#### RECORDS FOR PROCESSING ####

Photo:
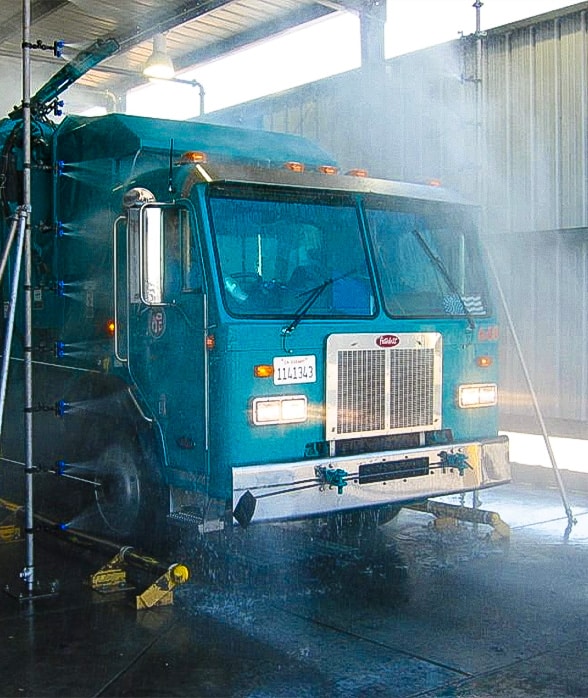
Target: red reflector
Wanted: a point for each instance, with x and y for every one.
(357, 172)
(263, 371)
(192, 156)
(328, 169)
(294, 166)
(484, 361)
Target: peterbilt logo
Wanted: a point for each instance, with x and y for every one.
(387, 340)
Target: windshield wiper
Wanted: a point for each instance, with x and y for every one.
(313, 295)
(437, 261)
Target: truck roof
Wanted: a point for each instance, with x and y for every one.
(117, 135)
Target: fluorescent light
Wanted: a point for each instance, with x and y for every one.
(159, 64)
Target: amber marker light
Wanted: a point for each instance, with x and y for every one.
(357, 172)
(328, 169)
(294, 166)
(193, 157)
(263, 371)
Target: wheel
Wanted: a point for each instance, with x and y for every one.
(118, 490)
(130, 502)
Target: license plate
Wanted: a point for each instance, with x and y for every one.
(294, 369)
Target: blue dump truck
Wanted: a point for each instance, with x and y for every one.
(227, 329)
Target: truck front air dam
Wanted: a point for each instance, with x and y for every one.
(281, 491)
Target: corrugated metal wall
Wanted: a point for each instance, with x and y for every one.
(526, 105)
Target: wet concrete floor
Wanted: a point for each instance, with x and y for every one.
(428, 611)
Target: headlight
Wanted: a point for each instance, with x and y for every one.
(280, 410)
(478, 395)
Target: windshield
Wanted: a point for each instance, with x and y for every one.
(428, 262)
(274, 253)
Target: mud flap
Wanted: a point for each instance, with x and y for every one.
(243, 512)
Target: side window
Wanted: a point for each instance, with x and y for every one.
(152, 262)
(168, 259)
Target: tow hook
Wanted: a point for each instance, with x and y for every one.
(333, 477)
(459, 461)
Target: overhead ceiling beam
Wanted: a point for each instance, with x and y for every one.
(164, 20)
(39, 9)
(263, 31)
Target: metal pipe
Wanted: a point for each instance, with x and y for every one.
(19, 223)
(537, 408)
(128, 553)
(8, 246)
(28, 573)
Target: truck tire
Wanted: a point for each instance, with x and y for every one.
(129, 501)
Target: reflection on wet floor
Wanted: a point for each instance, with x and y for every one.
(286, 610)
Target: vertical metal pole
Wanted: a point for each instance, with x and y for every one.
(536, 407)
(21, 223)
(28, 573)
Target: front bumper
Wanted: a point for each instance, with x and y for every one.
(280, 491)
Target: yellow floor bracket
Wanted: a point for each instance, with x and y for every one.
(161, 592)
(443, 511)
(112, 576)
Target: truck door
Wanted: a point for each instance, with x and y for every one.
(163, 343)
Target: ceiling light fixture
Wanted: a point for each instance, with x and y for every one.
(159, 64)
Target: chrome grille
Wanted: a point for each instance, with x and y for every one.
(411, 388)
(361, 391)
(373, 390)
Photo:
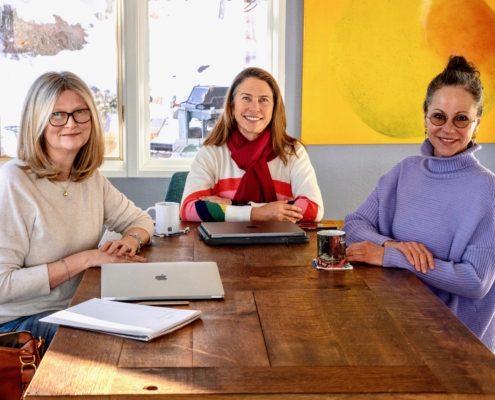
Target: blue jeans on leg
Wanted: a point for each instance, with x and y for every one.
(31, 323)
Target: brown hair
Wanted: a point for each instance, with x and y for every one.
(283, 144)
(459, 72)
(36, 111)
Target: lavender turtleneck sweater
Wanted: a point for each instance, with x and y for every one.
(448, 205)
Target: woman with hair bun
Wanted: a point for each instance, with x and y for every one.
(433, 214)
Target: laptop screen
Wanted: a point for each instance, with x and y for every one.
(198, 95)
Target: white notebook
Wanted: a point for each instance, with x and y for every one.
(131, 321)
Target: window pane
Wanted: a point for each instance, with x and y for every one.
(197, 47)
(56, 35)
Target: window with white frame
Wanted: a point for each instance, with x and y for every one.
(154, 67)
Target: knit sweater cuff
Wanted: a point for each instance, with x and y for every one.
(395, 258)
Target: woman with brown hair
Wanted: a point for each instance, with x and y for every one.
(249, 167)
(433, 214)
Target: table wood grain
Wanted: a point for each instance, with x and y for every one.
(284, 331)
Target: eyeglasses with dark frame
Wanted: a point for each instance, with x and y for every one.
(79, 116)
(460, 121)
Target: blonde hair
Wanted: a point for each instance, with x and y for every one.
(36, 111)
(283, 144)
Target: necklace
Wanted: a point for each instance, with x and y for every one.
(67, 187)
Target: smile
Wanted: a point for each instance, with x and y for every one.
(447, 140)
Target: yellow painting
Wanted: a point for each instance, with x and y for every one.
(367, 64)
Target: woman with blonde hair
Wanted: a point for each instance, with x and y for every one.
(54, 204)
(249, 168)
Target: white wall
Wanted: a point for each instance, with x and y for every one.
(346, 173)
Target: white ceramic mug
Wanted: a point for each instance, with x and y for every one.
(167, 218)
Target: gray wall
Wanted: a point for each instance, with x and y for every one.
(346, 173)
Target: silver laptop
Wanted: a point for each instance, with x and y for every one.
(252, 232)
(161, 281)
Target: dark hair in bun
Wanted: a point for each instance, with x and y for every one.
(459, 72)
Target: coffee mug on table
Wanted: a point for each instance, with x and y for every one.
(331, 249)
(167, 220)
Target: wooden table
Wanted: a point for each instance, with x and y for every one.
(284, 330)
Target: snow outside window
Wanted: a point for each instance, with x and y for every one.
(158, 69)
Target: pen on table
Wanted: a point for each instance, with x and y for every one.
(164, 303)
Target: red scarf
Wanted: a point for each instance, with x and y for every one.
(256, 184)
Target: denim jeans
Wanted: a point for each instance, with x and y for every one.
(31, 323)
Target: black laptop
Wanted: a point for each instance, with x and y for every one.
(251, 232)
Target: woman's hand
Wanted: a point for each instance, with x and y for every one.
(416, 253)
(216, 199)
(276, 211)
(120, 247)
(62, 271)
(367, 252)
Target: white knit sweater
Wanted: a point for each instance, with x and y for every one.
(38, 225)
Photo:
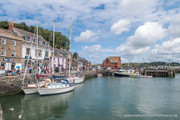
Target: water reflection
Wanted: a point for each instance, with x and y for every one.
(35, 107)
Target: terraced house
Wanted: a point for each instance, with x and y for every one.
(30, 50)
(11, 50)
(114, 62)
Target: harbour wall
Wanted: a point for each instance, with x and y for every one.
(13, 84)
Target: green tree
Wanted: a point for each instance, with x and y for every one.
(61, 41)
(4, 24)
(75, 55)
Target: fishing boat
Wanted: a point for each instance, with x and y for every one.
(31, 88)
(62, 86)
(56, 88)
(99, 75)
(78, 78)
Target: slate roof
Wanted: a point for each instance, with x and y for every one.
(8, 34)
(60, 52)
(22, 33)
(114, 59)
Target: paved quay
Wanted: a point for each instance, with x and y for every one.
(13, 84)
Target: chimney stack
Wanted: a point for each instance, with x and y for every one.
(11, 25)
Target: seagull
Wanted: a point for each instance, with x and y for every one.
(12, 109)
(20, 116)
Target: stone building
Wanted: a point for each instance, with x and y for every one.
(113, 62)
(11, 50)
(29, 47)
(60, 60)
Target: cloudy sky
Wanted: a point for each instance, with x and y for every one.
(136, 30)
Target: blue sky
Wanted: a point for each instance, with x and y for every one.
(136, 30)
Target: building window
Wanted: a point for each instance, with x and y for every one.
(39, 53)
(3, 41)
(3, 64)
(3, 52)
(40, 42)
(28, 39)
(47, 53)
(13, 43)
(13, 54)
(28, 51)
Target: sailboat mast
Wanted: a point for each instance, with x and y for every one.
(70, 48)
(53, 44)
(37, 46)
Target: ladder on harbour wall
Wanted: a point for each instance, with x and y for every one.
(1, 113)
(161, 73)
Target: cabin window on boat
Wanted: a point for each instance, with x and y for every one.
(3, 52)
(38, 53)
(13, 54)
(47, 53)
(2, 65)
(28, 51)
(3, 41)
(13, 43)
(28, 39)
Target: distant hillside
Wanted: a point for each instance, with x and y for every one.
(61, 41)
(152, 64)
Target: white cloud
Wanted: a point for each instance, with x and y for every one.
(168, 47)
(144, 37)
(147, 35)
(87, 36)
(95, 49)
(138, 7)
(120, 26)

####

* _SET PROBLEM_
Output the lines of the material above as a numbered list, skipping blank lines and leaving out the pictures.

* _ANSWER TO THIS TASK_
1. Photo:
2. Target: red reflector
3. Wanted: a point for each instance, with x and y for every one.
4. (357, 172)
5. (263, 371)
6. (192, 156)
7. (328, 169)
8. (294, 166)
9. (484, 361)
10. Target: peterbilt logo
11. Wanted: a point for each instance, with x and y for every one.
12. (387, 340)
13. Target: windshield wiper
14. Wanted: a point for each instance, with x and y for every one.
15. (313, 295)
16. (437, 261)
17. Target: truck roof
18. Wanted: a point for each instance, with x and y for every one.
19. (117, 135)
20. Target: fluorescent light
21. Wanted: a point for each instance, with x and y for every one.
22. (159, 64)
23. Target: amber marker light
24. Wanted: a point for each instance, with x and y for every one.
25. (357, 172)
26. (328, 169)
27. (294, 166)
28. (193, 157)
29. (263, 371)
30. Target: wheel
31. Wanted: a point for each instance, with x and y for every one.
32. (118, 490)
33. (130, 502)
34. Target: license plate
35. Wanted: a point for each instance, with x and y for every one.
36. (294, 369)
37. Target: blue dump truck
38. Wanted: a point for each instance, with x and y for every one.
39. (227, 329)
40. Target: truck front air dam
41. Wanted: a point for each instance, with x and y for every one.
42. (281, 491)
43. Target: corrugated metal wall
44. Wanted: a point for each instance, with x and y for every one.
45. (526, 105)
46. Target: wet concrete floor
47. Wanted: a point for each instance, with x and y for every one.
48. (428, 611)
49. Target: headlight
50. Wanted: a point for each instance, with x and y for every one.
51. (280, 410)
52. (478, 395)
53. Target: windshield
54. Wanted: a point for each instance, with x and y for every one.
55. (428, 262)
56. (274, 253)
57. Target: mud flap
58. Wanted: a point for each instance, with x and y for every one.
59. (243, 512)
60. Target: side window
61. Wanted: a point for each instance, with x and y for every one.
62. (152, 262)
63. (168, 259)
64. Target: tow hook
65. Wanted: a point for each instance, with x and y for every one.
66. (333, 477)
67. (459, 461)
68. Target: overhead ceiling beam
69. Wanted: a point for each instance, with x and y for every one.
70. (164, 20)
71. (39, 9)
72. (263, 31)
73. Target: metal pipe
74. Wanted: a point for each instance, with x and y for every one.
75. (19, 223)
76. (537, 408)
77. (128, 553)
78. (8, 246)
79. (28, 573)
80. Target: truck tire
81. Wanted: a point for each instance, with x and y for every one.
82. (129, 501)
83. Target: reflection on wet floor
84. Wanted: a point for each instance, with x and y for every one.
85. (286, 610)
86. Target: vertical metal pole
87. Wanted: a point for each instance, with x and y for every one.
88. (536, 407)
89. (21, 223)
90. (28, 573)
91. Target: front bumper
92. Wanted: a point for each instance, with x and y for every one.
93. (280, 491)
94. Target: yellow floor bracket
95. Wanted: a point for each instance, with x and y for every one.
96. (161, 592)
97. (443, 511)
98. (112, 576)
99. Target: truck door
100. Wanted: a point for each instance, with x and y for every one.
101. (163, 343)
102. Target: ceiling light fixture
103. Wanted: a point for each instance, with x and y for every one.
104. (159, 64)
105. Target: chrome grille
106. Wanted: a point for each instance, with x and y for every one.
107. (411, 388)
108. (361, 391)
109. (373, 390)
110. Photo:
111. Target: blue jeans on leg
112. Wanted: a point for each instance, with x and y for every one.
113. (31, 323)
114. Target: brown hair
115. Wanted: a point for each instance, with x and y for every one.
116. (283, 144)
117. (459, 72)
118. (36, 111)
119. Target: lavender turtleneck sweater
120. Wanted: a point for each instance, with x and y for every one.
121. (448, 205)
122. Target: woman with hair bun
123. Wanted: a point for each instance, with x and y for every one.
124. (433, 214)
125. Target: laptop screen
126. Wanted: a point for each instance, with x and y for every one.
127. (198, 95)
128. Target: white notebook
129. Wanted: a point for each instance, with x and y for every one.
130. (131, 321)
131. Target: window pane
132. Wanted: a point for each instance, with x and y for every one.
133. (197, 47)
134. (56, 35)
135. Target: window with white frame
136. Wanted: a point for each instance, with x and y for every one.
137. (154, 67)
138. Target: knit sweater cuff
139. Wanted: a point for each instance, with x and y for every one.
140. (395, 258)
141. Target: woman with brown hair
142. Wanted: a point for each instance, with x and y for every one.
143. (249, 167)
144. (433, 214)
145. Target: table wood grain
146. Wanted: a point for each instance, with x and y for every one.
147. (284, 331)
148. Target: eyeglasses with dark frame
149. Wanted: a point for each instance, with x and y for every one.
150. (79, 116)
151. (460, 121)
152. Target: blonde hair
153. Wanted: a point for each instance, with x and y for every one.
154. (36, 111)
155. (283, 144)
156. Target: necklace
157. Wanted: a point for each instance, with x and y for every one.
158. (67, 187)
159. Target: smile
160. Wanted: a point for each instance, with x and y for every one.
161. (447, 140)
162. Target: yellow painting
163. Wanted: a point for each instance, with x and y for every one.
164. (367, 64)
165. Target: woman with blonde hair
166. Wanted: a point for each instance, with x and y for every one.
167. (54, 204)
168. (249, 168)
169. Target: white wall
170. Wanted: a point for each instance, with x and y for every one.
171. (346, 173)
172. Target: white ceramic mug
173. Wanted: a point for each instance, with x and y for every one.
174. (167, 218)
175. Target: gray wall
176. Wanted: a point for each instance, with x and y for every one.
177. (346, 173)
178. Target: silver laptop
179. Wanted: a point for each instance, with x and y for every one.
180. (252, 232)
181. (161, 281)
182. Target: dark hair in bun
183. Wanted: a point for each instance, with x and y for every one.
184. (459, 72)
185. Target: coffee mug on table
186. Wanted: a point for each instance, with x and y for every one.
187. (331, 249)
188. (167, 220)
189. Target: wooden table
190. Wanted: a point for each instance, with x and y for every one.
191. (284, 330)
192. Target: snow outside window
193. Wanted: a point for each instance, with x and y for every one.
194. (158, 69)
195. Target: pen on table
196. Wanted: a point for each instance, with x and y for every one.
197. (164, 303)
198. Target: red scarf
199. Wanted: a point for each instance, with x and y for every one.
200. (256, 184)
201. Target: denim jeans
202. Wanted: a point for each instance, with x and y for every one.
203. (31, 323)
204. Target: black laptop
205. Wanted: a point for each instance, with x and y for every one.
206. (251, 232)
207. Target: woman's hand
208. Wanted: a point for each instance, with x and y for every one.
209. (416, 253)
210. (216, 199)
211. (276, 211)
212. (120, 247)
213. (62, 271)
214. (367, 252)
215. Target: white knit sweater
216. Wanted: a point for each instance, with x and y for every one.
217. (38, 225)
218. Photo:
219. Target: water reflection
220. Wanted: a point for each instance, with x and y for every one.
221. (35, 107)
222. Target: terraced house
223. Wanted: a point for each instance, with x and y for every one.
224. (30, 50)
225. (11, 50)
226. (114, 62)
227. Target: harbour wall
228. Wanted: a point for each instance, with x and y for every one.
229. (13, 84)
230. Target: green tree
231. Wanted: a point for each instance, with x and y for every one.
232. (61, 41)
233. (4, 24)
234. (75, 55)
235. Target: fishing boat
236. Wanted: a point for each instance, with x and y for every one.
237. (31, 88)
238. (62, 86)
239. (56, 88)
240. (99, 75)
241. (78, 78)
242. Target: slate roof
243. Wanted: a point for each instance, with x and y for every one.
244. (8, 34)
245. (60, 52)
246. (22, 33)
247. (114, 59)
248. Target: paved quay
249. Wanted: a point for each instance, with x and y for every one.
250. (13, 84)
251. Target: chimney stack
252. Wanted: a point for each instance, with x and y for every one.
253. (11, 25)
254. Target: seagull
255. Wanted: a point for each instance, with x and y for every one.
256. (12, 109)
257. (20, 116)
258. Target: stone building
259. Wanted: a point for each instance, with x and y for every one.
260. (113, 62)
261. (11, 50)
262. (29, 47)
263. (60, 60)
264. Target: cloudy sky
265. Wanted: a point for each instance, with x and y for every one.
266. (136, 30)
267. Target: blue sky
268. Wanted: a point for each instance, with x and y for every one.
269. (136, 30)
270. Target: building window
271. Wanted: a point for each instance, with x and y for every one.
272. (39, 53)
273. (3, 41)
274. (3, 64)
275. (3, 52)
276. (40, 42)
277. (28, 39)
278. (47, 53)
279. (13, 43)
280. (13, 54)
281. (28, 51)
282. Target: sailboat mast
283. Wanted: a point for each instance, with x and y for every one.
284. (70, 48)
285. (53, 44)
286. (37, 46)
287. Target: ladder on harbour wall
288. Wanted: a point for each instance, with x and y for every one.
289. (1, 113)
290. (161, 73)
291. Target: cabin window on boat
292. Wanted: a point for each instance, with x and y for every one.
293. (3, 52)
294. (38, 53)
295. (13, 54)
296. (47, 53)
297. (2, 65)
298. (28, 51)
299. (3, 41)
300. (13, 43)
301. (28, 39)
302. Target: distant hillside
303. Wanted: a point for each instance, with x and y for every one.
304. (61, 41)
305. (152, 64)
306. Target: white cloud
307. Wanted: a point for each instance, with x and y for every one.
308. (168, 47)
309. (144, 37)
310. (147, 35)
311. (87, 36)
312. (95, 49)
313. (138, 7)
314. (120, 26)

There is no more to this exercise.